(Beginning of Entries supplied)

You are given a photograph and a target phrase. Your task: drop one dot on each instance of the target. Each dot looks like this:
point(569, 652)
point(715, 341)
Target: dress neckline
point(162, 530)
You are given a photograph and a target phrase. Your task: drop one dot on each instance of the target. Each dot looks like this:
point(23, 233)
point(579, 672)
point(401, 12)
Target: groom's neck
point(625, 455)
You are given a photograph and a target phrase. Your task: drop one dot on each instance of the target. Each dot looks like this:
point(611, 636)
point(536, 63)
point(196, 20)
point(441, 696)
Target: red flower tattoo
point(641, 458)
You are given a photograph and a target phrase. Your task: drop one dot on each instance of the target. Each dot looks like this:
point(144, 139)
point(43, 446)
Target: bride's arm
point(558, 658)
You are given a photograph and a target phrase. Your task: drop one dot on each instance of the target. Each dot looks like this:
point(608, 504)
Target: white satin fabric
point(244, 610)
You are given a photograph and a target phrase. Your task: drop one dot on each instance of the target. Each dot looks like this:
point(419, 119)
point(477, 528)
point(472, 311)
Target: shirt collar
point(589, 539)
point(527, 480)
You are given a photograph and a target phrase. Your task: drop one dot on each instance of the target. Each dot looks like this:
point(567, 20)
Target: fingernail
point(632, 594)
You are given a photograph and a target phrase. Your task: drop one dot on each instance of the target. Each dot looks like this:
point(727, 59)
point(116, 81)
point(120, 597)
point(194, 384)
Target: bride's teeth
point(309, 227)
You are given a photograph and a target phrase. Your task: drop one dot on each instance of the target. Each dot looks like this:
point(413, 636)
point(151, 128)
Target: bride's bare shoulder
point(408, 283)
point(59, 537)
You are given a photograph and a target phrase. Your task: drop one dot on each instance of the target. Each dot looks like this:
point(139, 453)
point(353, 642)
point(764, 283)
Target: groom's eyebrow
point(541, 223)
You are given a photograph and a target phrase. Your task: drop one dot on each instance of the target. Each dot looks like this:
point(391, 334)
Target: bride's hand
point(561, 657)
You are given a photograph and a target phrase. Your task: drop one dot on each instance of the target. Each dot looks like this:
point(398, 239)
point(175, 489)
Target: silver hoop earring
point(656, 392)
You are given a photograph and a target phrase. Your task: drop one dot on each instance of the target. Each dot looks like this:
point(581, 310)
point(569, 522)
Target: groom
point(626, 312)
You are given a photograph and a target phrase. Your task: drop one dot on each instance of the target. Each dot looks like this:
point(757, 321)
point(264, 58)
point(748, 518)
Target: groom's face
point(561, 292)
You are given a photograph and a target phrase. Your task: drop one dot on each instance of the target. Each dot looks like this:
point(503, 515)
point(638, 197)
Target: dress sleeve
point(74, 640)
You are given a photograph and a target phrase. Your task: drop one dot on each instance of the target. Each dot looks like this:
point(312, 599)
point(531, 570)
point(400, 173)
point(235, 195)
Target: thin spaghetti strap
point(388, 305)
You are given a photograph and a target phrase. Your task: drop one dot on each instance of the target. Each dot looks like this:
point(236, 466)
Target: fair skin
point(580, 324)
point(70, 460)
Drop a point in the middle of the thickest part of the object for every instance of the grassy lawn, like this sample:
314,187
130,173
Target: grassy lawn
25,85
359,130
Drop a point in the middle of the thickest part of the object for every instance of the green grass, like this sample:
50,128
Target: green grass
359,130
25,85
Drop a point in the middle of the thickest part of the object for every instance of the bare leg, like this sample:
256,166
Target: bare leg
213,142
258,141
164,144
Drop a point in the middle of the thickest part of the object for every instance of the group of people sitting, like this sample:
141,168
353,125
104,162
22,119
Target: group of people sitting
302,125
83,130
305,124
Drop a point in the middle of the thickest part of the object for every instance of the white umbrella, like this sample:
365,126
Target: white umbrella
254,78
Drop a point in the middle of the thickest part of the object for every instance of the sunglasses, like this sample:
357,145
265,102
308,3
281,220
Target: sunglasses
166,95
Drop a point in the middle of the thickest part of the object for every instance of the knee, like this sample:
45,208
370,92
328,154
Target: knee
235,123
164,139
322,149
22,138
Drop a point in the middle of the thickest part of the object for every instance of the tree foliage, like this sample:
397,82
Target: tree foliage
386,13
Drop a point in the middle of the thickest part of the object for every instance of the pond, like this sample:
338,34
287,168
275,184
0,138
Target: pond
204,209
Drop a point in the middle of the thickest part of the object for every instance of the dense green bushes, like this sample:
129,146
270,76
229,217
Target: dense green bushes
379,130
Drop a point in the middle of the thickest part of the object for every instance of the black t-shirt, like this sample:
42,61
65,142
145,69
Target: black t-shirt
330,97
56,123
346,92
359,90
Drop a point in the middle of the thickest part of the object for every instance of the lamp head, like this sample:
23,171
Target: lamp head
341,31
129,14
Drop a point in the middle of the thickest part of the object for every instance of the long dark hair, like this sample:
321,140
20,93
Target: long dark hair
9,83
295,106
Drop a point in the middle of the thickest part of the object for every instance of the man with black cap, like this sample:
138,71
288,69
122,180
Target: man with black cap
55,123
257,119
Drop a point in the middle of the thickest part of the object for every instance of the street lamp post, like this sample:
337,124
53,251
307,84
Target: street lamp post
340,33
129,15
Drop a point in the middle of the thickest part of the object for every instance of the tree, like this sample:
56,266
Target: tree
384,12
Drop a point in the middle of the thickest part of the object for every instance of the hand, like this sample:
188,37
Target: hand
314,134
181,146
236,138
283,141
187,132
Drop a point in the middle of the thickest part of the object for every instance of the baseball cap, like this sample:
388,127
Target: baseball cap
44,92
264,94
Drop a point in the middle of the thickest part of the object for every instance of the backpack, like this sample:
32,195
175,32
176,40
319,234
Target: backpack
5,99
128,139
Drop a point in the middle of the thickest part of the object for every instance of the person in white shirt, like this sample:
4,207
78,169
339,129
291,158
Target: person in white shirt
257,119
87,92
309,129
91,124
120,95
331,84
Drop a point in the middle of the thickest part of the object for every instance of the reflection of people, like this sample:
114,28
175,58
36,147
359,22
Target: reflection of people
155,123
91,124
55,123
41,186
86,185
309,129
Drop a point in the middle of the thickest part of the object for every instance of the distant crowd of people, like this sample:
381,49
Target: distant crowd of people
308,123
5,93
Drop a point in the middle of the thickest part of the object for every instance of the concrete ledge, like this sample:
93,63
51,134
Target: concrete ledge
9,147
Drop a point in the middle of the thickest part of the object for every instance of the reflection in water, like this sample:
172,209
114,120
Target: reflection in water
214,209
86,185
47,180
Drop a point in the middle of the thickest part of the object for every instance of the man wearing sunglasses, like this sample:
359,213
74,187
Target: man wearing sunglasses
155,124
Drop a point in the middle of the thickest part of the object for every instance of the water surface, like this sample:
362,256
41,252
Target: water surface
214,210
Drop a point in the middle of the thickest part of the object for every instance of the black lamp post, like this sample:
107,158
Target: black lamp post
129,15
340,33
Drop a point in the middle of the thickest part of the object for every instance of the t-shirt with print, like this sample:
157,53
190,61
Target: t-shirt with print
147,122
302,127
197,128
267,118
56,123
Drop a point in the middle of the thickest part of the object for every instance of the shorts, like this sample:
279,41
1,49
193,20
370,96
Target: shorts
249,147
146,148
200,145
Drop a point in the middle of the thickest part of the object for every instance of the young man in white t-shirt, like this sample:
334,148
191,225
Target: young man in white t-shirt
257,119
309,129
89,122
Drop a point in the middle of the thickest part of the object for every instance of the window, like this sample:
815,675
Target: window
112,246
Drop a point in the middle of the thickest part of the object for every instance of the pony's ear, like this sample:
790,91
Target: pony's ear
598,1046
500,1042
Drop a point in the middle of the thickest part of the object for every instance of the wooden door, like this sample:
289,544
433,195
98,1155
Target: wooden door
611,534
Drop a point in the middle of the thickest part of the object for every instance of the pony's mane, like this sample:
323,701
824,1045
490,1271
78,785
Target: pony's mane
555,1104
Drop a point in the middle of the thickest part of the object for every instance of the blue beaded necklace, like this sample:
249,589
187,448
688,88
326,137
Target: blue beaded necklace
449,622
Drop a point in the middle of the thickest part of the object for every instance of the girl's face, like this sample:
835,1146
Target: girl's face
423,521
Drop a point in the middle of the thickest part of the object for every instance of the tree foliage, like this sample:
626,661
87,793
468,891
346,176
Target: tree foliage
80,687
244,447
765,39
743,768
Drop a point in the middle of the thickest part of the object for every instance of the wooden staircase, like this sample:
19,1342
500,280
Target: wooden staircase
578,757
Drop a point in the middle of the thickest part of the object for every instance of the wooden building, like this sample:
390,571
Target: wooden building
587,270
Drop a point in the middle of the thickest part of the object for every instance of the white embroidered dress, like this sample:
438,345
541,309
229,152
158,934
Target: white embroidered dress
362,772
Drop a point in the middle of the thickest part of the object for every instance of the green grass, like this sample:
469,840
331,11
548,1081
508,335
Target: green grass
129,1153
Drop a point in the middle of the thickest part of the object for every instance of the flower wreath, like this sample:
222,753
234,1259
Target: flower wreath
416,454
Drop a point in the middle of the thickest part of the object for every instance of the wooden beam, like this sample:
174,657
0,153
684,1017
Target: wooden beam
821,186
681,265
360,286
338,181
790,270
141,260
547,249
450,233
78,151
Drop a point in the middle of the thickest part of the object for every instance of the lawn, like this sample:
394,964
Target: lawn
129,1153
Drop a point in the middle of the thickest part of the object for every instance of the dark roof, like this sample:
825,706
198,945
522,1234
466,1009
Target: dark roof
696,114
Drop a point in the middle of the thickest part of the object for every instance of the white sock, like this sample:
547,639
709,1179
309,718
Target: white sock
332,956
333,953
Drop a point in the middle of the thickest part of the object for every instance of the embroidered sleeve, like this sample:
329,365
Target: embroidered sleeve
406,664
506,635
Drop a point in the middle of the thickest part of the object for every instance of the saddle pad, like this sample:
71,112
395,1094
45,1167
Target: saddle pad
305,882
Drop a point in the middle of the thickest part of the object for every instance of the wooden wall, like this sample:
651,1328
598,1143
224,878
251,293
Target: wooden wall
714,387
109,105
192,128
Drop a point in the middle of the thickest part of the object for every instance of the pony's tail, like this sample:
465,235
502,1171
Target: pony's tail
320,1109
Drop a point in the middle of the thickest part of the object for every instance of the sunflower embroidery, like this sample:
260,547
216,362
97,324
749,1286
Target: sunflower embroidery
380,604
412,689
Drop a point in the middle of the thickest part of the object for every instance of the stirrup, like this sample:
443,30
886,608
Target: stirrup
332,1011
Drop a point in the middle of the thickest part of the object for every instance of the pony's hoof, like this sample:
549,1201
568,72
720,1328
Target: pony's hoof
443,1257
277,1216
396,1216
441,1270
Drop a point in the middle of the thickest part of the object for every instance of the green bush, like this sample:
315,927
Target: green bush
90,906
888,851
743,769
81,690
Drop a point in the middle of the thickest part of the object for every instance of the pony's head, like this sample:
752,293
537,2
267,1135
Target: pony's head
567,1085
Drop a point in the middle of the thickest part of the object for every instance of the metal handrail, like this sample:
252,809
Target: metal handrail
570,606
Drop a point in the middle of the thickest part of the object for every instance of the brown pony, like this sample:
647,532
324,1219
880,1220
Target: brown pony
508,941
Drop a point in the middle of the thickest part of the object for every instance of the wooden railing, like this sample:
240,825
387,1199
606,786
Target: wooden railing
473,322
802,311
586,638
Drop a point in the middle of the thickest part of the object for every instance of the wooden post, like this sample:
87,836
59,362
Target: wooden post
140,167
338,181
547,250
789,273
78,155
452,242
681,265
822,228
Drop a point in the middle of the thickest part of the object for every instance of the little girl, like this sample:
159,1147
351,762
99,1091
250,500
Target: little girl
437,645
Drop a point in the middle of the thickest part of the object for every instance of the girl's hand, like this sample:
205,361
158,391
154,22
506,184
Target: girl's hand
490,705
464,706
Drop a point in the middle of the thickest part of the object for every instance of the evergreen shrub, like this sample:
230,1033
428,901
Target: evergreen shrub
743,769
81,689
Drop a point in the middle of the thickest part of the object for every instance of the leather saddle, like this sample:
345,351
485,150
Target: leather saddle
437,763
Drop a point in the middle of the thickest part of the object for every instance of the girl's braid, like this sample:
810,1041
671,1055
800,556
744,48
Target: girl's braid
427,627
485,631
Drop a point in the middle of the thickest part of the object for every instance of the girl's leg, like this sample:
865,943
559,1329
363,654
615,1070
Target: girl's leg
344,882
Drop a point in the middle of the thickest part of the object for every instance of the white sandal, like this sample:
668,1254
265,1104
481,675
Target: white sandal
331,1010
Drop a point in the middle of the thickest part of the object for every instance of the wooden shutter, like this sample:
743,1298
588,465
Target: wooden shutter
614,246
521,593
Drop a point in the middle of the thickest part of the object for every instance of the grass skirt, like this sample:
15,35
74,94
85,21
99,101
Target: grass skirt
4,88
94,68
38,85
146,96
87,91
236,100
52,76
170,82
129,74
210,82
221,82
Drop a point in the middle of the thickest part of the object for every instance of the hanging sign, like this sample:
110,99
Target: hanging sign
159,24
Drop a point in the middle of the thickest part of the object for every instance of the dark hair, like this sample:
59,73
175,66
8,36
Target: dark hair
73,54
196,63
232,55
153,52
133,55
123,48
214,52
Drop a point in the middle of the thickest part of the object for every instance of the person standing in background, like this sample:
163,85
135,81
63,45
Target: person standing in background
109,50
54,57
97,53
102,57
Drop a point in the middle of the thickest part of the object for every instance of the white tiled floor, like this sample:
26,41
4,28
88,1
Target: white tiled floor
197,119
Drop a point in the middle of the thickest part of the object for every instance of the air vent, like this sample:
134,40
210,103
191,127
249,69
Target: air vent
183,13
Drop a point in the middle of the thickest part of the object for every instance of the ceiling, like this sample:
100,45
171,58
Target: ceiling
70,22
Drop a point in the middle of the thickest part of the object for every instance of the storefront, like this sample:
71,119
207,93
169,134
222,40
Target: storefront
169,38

(End of Entries supplied)

Go through the listing above and write out exactly the lines starting with the one holding "Target: red flower tattoo" and running through the one holding "point(567, 20)", ends included, and no others.

§ **Written solution**
Target: red flower tattoo
point(641, 458)
You are given a photograph and a target phrase. Your task: drop one dot on each instance of the target. Each dot looks like this:
point(144, 139)
point(43, 446)
Target: bride's arm
point(558, 658)
You are given a photograph and a target phrase. Your task: drop one dot on each instance of the target. Each dot looks like this:
point(608, 504)
Target: white satin fabric
point(244, 610)
You are given a photograph and a target phrase. Your task: drop one dot on each instance of the target. Each dot looks like this:
point(419, 119)
point(477, 528)
point(472, 311)
Target: shirt collar
point(589, 539)
point(527, 480)
You are given a photograph and a target phrase. Your task: drop one dot on each instance of the target. Each dot looks like this:
point(567, 20)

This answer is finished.